What is required: Reproduce the following records exactly from the line containing "One marker for each instance of the clumber" onward, ending with the last line and including it.

*** Given records ***

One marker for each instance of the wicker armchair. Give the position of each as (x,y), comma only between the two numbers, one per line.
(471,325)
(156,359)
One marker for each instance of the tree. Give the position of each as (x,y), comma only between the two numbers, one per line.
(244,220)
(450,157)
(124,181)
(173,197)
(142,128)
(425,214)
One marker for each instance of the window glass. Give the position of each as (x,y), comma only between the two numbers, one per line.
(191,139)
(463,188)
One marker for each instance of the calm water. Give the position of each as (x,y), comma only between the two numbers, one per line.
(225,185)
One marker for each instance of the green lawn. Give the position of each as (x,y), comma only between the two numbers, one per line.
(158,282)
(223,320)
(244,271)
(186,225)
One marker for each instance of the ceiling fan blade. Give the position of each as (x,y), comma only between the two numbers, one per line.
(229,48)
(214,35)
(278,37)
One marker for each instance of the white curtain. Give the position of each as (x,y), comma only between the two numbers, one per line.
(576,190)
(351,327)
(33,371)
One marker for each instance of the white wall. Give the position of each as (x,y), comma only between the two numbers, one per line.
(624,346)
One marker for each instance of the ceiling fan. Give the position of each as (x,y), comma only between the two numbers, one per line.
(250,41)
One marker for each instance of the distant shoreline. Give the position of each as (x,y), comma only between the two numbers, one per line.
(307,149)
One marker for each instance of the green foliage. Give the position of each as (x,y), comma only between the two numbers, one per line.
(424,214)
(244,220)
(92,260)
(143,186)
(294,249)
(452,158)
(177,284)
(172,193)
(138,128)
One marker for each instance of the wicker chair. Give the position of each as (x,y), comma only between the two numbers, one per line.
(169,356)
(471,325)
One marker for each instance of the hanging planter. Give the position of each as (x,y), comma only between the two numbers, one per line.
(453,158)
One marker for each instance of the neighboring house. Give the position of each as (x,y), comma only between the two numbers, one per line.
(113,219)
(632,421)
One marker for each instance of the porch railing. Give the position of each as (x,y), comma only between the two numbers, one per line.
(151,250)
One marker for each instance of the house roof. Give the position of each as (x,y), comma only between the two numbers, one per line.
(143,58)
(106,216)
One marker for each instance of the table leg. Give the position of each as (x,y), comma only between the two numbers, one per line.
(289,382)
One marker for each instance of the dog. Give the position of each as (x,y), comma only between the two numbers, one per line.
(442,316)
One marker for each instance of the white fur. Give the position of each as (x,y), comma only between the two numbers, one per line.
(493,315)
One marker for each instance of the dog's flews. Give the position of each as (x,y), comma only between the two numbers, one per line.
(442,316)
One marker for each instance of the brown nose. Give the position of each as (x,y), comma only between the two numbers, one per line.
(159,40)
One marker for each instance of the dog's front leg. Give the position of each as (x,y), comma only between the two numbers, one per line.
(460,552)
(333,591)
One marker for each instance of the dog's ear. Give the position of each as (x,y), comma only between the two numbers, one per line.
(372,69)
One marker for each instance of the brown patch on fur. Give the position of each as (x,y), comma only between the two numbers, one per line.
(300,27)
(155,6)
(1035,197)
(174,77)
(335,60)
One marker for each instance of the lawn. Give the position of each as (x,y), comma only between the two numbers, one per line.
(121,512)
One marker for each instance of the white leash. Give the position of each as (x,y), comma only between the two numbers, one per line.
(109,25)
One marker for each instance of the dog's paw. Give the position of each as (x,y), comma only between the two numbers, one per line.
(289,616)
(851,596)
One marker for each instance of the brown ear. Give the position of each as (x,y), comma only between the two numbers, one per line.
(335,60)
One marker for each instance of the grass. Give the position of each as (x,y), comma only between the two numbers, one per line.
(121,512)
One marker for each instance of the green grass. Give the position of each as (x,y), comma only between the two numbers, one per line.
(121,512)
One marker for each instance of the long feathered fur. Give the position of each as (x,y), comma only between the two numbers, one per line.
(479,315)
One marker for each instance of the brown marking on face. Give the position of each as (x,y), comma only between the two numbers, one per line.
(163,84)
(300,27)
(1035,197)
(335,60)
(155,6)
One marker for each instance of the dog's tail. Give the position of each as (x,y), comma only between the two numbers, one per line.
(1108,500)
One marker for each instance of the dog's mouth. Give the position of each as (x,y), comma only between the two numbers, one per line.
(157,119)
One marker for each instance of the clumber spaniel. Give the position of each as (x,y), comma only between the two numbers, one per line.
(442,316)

*** End of Given records ***

Your response:
One marker for each instance of the clumber spaniel. Give the position of each as (x,y), comma only between the two numbers, one per line.
(442,316)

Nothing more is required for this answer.